• SHORT PROBLEM: Starting at the line that contains "TARGET = small evergreen shrub", restate each line word for word through the final line of the data, keeping both ends.

[Entries from a dataset]

--------------------------------------------------

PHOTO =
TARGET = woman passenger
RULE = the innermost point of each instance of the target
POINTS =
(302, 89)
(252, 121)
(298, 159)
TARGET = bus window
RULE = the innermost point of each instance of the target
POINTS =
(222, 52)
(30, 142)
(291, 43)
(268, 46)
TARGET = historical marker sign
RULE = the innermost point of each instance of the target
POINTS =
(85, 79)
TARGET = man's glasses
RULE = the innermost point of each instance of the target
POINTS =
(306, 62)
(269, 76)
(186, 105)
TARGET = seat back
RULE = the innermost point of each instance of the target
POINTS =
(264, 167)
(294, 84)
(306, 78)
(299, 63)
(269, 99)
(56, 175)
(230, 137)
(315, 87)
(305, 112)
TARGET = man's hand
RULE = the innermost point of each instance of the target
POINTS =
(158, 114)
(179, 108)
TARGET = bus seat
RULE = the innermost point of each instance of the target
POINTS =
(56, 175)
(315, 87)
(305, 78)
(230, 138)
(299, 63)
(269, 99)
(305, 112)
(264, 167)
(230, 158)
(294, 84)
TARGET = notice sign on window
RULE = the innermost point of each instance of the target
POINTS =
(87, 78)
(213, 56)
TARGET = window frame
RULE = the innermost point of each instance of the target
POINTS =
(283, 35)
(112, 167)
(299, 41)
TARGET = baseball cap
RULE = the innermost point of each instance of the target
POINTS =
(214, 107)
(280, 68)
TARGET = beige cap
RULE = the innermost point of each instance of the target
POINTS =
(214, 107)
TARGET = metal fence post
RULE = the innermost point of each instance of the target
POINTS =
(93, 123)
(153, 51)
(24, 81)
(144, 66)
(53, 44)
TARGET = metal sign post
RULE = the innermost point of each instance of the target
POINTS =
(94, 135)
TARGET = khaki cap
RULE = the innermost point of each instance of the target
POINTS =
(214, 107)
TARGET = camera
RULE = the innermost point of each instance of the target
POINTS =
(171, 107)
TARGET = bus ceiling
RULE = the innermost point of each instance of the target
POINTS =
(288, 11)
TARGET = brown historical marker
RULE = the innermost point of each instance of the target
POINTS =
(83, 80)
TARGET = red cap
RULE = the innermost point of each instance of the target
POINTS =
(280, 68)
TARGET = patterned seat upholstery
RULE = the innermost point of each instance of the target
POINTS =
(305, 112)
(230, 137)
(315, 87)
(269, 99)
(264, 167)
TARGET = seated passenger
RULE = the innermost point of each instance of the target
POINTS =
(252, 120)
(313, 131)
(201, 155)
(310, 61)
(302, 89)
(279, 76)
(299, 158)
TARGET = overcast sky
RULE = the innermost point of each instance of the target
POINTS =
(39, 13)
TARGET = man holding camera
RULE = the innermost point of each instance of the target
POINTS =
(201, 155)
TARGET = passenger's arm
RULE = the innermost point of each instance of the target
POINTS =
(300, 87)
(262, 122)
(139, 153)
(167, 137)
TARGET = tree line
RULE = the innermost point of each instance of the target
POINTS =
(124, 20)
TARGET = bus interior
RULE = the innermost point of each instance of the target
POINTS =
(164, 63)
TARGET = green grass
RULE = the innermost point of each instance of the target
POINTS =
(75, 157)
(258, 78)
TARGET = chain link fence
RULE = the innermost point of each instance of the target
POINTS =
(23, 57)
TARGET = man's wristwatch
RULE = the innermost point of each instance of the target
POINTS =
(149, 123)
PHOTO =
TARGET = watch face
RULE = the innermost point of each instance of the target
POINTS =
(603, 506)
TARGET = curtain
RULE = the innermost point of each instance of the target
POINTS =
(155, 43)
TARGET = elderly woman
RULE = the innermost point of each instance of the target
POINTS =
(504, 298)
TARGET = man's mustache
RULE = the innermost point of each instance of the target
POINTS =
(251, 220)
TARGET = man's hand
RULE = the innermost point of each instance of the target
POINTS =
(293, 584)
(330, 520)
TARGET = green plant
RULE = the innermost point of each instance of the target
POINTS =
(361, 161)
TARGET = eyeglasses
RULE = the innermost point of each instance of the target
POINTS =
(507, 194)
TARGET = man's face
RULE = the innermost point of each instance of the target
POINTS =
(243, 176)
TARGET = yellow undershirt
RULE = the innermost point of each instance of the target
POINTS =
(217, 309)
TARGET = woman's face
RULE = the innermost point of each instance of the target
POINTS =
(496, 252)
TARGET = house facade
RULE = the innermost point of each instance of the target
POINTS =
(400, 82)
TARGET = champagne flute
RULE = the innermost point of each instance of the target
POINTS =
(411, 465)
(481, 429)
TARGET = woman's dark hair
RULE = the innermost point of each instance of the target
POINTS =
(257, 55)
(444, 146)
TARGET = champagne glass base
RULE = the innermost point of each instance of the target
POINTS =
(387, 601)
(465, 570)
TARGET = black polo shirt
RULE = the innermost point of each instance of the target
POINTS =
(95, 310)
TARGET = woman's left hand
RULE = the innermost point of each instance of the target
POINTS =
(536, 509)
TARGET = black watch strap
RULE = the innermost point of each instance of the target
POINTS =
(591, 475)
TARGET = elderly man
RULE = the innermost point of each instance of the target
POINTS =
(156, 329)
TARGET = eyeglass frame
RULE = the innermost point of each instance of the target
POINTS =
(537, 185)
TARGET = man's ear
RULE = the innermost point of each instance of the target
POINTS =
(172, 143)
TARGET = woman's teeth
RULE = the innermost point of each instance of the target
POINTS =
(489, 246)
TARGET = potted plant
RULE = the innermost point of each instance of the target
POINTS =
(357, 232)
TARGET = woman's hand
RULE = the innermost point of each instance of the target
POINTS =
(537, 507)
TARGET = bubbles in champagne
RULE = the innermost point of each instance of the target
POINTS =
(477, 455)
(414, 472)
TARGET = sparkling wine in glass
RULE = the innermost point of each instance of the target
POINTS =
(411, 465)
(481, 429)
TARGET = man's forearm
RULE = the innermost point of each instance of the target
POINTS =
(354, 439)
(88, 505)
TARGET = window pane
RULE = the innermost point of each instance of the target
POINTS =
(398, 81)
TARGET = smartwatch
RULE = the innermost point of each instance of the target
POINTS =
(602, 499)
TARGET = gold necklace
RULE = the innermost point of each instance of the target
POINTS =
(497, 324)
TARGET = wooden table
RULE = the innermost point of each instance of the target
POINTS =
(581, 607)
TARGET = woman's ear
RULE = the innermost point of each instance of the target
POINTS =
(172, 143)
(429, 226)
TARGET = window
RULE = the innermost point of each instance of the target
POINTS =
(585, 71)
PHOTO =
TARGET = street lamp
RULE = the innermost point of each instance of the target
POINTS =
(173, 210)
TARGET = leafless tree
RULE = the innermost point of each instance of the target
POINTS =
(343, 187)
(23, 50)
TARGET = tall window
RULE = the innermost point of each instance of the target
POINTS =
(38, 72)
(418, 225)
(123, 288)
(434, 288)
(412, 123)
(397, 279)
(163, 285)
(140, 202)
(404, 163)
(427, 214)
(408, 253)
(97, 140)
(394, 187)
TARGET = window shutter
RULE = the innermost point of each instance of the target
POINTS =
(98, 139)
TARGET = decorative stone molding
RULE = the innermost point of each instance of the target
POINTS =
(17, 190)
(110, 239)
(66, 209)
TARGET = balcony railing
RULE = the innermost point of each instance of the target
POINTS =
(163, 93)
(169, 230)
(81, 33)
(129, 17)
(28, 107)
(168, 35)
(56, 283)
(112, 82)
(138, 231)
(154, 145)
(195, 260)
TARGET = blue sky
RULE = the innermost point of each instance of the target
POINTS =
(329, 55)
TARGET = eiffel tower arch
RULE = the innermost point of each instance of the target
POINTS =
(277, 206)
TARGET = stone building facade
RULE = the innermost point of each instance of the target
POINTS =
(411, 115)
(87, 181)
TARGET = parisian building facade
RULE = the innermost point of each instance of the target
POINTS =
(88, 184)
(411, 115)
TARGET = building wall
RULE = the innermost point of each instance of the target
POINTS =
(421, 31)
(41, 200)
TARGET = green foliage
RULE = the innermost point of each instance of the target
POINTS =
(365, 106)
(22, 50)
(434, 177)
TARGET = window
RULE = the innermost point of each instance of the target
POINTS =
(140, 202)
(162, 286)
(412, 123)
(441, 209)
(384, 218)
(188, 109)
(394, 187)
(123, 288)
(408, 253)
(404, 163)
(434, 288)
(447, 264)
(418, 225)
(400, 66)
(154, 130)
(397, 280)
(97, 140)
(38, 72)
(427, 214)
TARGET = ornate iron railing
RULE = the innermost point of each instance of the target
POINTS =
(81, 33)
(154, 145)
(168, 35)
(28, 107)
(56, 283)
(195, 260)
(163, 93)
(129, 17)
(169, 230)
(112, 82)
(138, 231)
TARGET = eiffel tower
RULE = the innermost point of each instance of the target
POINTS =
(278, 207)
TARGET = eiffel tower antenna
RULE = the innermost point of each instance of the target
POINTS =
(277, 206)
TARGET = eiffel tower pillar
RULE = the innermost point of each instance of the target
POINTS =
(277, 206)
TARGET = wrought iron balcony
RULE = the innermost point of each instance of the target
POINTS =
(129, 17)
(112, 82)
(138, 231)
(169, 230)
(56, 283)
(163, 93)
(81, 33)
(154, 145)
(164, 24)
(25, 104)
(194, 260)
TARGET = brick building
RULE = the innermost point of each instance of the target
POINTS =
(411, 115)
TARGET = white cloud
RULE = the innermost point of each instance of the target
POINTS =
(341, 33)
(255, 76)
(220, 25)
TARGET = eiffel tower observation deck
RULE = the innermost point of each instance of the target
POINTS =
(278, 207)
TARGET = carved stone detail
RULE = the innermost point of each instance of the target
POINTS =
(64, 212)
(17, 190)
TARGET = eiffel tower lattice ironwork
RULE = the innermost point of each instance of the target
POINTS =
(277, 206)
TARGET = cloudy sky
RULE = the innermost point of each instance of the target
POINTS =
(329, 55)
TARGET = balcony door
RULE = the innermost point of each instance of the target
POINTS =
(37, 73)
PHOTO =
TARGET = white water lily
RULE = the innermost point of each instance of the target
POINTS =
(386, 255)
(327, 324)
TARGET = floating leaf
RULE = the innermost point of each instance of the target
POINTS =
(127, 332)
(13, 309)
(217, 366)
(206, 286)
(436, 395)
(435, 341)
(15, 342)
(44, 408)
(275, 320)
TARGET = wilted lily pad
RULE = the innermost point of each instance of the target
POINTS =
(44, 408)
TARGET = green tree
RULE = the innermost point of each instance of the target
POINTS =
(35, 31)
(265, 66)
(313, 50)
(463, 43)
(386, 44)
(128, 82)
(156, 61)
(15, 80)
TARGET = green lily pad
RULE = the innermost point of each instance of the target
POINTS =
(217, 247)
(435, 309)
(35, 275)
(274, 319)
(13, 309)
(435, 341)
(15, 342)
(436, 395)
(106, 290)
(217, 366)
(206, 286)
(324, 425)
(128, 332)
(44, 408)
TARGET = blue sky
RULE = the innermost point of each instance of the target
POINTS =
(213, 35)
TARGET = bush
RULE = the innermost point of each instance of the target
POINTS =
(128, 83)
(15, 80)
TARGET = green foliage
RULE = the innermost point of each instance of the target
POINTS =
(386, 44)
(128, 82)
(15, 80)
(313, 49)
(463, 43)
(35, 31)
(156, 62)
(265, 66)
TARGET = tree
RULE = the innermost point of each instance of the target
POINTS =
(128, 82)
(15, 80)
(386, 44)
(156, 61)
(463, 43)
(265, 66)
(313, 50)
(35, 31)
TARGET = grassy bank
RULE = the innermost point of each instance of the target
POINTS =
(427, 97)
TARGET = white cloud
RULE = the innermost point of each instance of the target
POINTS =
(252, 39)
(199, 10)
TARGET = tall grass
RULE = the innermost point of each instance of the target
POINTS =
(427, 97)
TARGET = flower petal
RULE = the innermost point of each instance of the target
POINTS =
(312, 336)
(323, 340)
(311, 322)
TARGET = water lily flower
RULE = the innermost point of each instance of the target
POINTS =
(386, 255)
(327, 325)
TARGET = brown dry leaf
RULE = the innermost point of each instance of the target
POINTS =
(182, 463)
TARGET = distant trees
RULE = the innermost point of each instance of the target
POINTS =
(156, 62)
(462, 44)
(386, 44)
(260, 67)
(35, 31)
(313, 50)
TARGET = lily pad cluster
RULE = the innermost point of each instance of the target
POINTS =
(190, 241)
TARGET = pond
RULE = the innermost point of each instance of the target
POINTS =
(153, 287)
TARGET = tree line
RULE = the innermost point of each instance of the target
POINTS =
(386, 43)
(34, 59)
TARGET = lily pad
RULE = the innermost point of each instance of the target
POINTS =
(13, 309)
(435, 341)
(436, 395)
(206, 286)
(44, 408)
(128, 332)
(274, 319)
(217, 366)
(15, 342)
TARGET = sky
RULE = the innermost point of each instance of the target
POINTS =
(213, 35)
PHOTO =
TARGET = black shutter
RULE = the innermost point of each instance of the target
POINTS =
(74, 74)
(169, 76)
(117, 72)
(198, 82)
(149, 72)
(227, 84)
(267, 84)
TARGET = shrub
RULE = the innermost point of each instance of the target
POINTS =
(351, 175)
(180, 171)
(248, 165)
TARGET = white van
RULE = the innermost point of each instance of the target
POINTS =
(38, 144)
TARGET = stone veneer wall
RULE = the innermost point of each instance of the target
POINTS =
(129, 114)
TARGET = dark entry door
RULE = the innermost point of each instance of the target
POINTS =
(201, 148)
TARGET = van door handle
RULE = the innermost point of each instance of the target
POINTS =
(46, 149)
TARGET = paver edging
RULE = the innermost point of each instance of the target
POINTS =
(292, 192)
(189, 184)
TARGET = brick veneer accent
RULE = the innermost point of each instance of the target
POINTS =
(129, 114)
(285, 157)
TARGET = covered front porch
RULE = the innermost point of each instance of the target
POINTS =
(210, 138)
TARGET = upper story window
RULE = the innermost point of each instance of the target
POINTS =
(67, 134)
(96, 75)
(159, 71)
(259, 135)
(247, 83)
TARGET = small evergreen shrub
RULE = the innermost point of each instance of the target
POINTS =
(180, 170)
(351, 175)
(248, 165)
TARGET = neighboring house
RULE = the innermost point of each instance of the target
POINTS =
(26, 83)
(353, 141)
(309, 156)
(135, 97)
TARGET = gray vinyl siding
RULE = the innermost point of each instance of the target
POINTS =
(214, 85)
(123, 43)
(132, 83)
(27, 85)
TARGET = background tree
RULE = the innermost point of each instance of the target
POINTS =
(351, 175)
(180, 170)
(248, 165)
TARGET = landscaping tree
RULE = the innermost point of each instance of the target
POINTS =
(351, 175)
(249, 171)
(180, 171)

--------------------------------------------------

• TASK SOLUTION:
TARGET = small evergreen shrub
RULE = the innermost point of each instance of the target
POINTS =
(180, 170)
(351, 175)
(248, 165)
TARGET = neighboring house
RULE = the innermost point of each instance of the target
POINTS =
(26, 83)
(353, 141)
(309, 156)
(135, 97)
TARGET = gray vinyl siding
RULE = the innermost point of each instance of the target
POINTS =
(214, 85)
(123, 43)
(132, 83)
(27, 85)
TARGET = background tree
RULE = the innermost point of each instance of the target
POINTS =
(351, 175)
(180, 170)
(248, 165)
TARGET = landscaping tree
RULE = the innermost point of each instance of the target
POINTS =
(351, 175)
(249, 171)
(180, 171)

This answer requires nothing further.